This is The Morning Shift, our one-stop daily roundup of all the auto news that's actually important — all in one place every weekday morning. Or, you could spend all day waiting for other sites to parse it out to you one story at a time. Isn't your time more important?
1st Gear: WTFVW
Just to provide yet another twist to the bizarre Volkswagen/Tennessee/Corker/Union drama, David Shepardson has it that VW will indeed build their boring new mid-size SUV at their Chattanooga, Tennessee plant.
This is big news for Tennessee and VW, and it's hilarious because Senator Bob Corker said explicitly that the Chattanooga plant would get the SUV only if it rejected the union. But then the UAW said they were going to open up a local chapter, despite being defeated.
So what do we have here? The workers did reject the union and Tennessee did get the SUV. Eventually. Also, VW waited until after the UAW announcement saying they were coming back to announce the return of the SUV.
Possibilities:
1. VW is clever and is playing all sides.
2. VW is ignoring everyone and just doing what they were going to do anyways.
3. The UAW knew this was happening and timed it out to fit this narrative and surprised VW
4. I don't know, VW did it for the LOLs?
Here's Corker talking to, uh, it looks like no one
Still, it's 2,000 new jobs, Corker should take a victory lap.
2nd Gear: What Did You Know And When Did You Know It?
Reuters has the scoop this morning that federal prosecutors are looking into GM's statements to see if they committed fraud.
○ ○ ○ ○ ○
* _Exercises_
1/ Decide whether each statement below agrees with the auto news roundup. Answer yes or no for each, and quote the words of the roundup that settle it.
(a) VW will build its new mid-size SUV at its Chattanooga, Tennessee plant.
(b) The Chattanooga workers voted to accept the union.
(c) The SUV decision means 5,000 new jobs.
2/ Pull out the passage of the auto news roundup that begins at the words "This is The" and ends after the words "Chattanooga, Tennessee plant.", copying it unchanged.

* _Data to examine_
○ ○ ○ ○ ○
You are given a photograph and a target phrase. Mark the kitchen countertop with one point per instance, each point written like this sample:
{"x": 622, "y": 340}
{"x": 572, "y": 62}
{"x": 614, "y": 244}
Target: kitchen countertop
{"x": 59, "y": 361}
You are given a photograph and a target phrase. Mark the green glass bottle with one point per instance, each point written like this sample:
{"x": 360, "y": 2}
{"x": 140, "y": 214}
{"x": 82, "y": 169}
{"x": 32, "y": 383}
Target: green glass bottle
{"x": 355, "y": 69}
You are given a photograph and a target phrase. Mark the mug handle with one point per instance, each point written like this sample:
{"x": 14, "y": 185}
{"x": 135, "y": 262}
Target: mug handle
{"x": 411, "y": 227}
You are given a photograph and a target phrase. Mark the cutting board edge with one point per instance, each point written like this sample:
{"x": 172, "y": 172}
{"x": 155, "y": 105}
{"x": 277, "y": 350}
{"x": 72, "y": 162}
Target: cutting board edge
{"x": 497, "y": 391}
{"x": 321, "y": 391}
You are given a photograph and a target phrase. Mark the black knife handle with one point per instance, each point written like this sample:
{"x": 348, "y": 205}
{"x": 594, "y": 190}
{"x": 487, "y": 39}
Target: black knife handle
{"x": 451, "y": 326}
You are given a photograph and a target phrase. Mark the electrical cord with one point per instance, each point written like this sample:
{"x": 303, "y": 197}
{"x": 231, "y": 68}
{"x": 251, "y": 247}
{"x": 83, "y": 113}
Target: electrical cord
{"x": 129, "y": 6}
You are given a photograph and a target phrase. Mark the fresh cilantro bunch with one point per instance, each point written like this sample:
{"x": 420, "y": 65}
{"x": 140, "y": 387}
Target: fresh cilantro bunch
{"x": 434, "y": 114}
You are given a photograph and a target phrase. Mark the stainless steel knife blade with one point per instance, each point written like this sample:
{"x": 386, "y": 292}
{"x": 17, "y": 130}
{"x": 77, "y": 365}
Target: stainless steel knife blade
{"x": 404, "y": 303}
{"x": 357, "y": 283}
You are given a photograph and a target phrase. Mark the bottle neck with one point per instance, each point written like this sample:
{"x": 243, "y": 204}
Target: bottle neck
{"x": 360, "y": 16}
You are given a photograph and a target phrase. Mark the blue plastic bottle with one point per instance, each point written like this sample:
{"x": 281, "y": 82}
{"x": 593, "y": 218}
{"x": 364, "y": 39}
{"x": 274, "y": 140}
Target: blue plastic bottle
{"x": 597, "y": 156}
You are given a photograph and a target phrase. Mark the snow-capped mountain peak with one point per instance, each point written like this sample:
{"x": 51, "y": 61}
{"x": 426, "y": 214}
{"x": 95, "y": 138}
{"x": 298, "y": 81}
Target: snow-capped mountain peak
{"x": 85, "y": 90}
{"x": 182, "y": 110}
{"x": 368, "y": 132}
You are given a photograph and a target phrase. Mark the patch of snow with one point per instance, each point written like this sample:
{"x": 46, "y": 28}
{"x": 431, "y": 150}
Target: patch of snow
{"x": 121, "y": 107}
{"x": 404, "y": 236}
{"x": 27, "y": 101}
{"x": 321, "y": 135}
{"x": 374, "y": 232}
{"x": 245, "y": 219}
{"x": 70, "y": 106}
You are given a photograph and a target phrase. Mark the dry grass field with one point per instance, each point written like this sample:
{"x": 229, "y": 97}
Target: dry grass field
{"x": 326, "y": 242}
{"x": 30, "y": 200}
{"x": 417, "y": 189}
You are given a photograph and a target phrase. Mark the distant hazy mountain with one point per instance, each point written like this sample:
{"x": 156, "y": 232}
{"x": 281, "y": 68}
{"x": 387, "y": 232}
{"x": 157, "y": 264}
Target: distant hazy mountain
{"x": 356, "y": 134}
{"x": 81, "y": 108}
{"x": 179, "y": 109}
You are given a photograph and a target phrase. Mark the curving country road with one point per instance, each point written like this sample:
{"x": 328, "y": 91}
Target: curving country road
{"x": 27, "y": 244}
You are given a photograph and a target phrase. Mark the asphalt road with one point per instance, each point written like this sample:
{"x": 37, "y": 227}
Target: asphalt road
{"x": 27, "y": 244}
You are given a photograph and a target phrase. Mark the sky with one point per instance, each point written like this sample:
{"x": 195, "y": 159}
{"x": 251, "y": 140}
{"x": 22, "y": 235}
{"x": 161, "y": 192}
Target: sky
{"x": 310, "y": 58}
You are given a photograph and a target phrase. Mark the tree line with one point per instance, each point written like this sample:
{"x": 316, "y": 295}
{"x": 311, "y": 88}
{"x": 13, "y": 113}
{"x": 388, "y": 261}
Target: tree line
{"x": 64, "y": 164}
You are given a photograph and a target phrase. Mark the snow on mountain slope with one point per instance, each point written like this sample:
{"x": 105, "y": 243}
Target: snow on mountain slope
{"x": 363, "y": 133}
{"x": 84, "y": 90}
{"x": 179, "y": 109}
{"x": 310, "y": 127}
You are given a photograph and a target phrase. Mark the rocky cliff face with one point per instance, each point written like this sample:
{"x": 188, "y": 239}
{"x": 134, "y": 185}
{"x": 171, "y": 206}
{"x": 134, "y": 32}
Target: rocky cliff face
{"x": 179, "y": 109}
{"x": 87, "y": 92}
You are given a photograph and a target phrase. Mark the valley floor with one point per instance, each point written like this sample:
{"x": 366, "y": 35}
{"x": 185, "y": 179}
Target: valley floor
○ ○ ○ ○ ○
* _Solutions below_
1/
(a) Yes: "VW will indeed build their boring new mid-size SUV at their Chattanooga, Tennessee plant."
(b) No: "The workers did reject the union and Tennessee did get the SUV."
(c) No: "Still, it's 2,000 new jobs, Corker should take a victory lap."

2/
This is The Morning Shift, our one-stop daily roundup of all the auto news that's actually important — all in one place every weekday morning. Or, you could spend all day waiting for other sites to parse it out to you one story at a time. Isn't your time more important?
1st Gear: WTFVW
Just to provide yet another twist to the bizarre Volkswagen/Tennessee/Corker/Union drama, David Shepardson has it that VW will indeed build their boring new mid-size SUV at their Chattanooga, Tennessee plant.